• [Your instructions]: In the material below, find every line containing "instance" and copy that line.
+-------+
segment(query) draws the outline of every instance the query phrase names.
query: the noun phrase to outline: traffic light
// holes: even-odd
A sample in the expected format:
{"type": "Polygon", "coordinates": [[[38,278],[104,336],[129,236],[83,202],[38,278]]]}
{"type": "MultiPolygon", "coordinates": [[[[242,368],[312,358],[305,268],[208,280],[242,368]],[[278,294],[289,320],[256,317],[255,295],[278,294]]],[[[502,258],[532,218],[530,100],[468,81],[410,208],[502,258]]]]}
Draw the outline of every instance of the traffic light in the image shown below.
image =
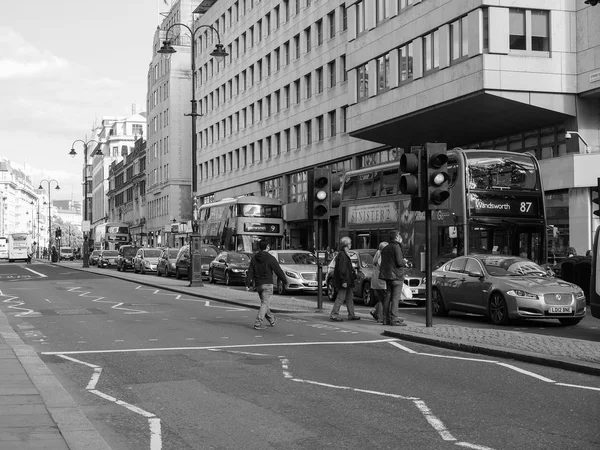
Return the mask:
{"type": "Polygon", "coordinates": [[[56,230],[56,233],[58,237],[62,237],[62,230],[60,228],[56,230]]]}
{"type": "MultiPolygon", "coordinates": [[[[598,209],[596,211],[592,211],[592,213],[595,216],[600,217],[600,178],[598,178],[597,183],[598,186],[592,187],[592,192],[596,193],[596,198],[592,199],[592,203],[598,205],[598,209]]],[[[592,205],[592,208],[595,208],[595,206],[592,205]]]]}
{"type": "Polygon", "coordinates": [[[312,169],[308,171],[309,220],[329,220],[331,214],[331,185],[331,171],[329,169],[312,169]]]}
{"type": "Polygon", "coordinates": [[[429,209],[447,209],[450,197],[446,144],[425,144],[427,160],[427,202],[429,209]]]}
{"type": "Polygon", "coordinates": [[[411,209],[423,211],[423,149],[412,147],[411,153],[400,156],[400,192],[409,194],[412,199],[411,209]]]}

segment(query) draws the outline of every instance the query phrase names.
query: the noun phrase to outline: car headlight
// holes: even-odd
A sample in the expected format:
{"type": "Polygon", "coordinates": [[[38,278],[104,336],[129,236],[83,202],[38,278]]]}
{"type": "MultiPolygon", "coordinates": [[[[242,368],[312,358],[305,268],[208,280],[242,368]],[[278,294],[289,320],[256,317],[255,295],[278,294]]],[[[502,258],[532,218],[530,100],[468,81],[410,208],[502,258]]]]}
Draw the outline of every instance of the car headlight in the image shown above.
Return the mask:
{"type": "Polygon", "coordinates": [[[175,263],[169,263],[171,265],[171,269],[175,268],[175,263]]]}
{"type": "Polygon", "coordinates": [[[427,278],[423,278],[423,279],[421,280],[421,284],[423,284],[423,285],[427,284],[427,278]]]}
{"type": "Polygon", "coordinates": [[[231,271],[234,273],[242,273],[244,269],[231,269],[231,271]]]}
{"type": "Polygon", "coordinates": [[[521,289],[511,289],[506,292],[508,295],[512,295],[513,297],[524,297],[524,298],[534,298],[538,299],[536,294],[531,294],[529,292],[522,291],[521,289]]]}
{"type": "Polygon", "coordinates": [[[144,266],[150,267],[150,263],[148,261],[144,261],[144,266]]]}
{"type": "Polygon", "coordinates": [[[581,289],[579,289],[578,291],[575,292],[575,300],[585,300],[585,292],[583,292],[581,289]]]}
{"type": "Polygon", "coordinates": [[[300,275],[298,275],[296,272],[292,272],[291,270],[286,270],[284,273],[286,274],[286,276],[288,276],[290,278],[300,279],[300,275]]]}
+-------+
• [Exercise result]:
segment(query) draws the outline of every instance the query phrase names.
Draw the outline of every instance of the traffic light in the image shown below.
segment(query) draws the outline of every instance the query phrase names.
Draw the outline of every instance of the car headlight in the image shown above.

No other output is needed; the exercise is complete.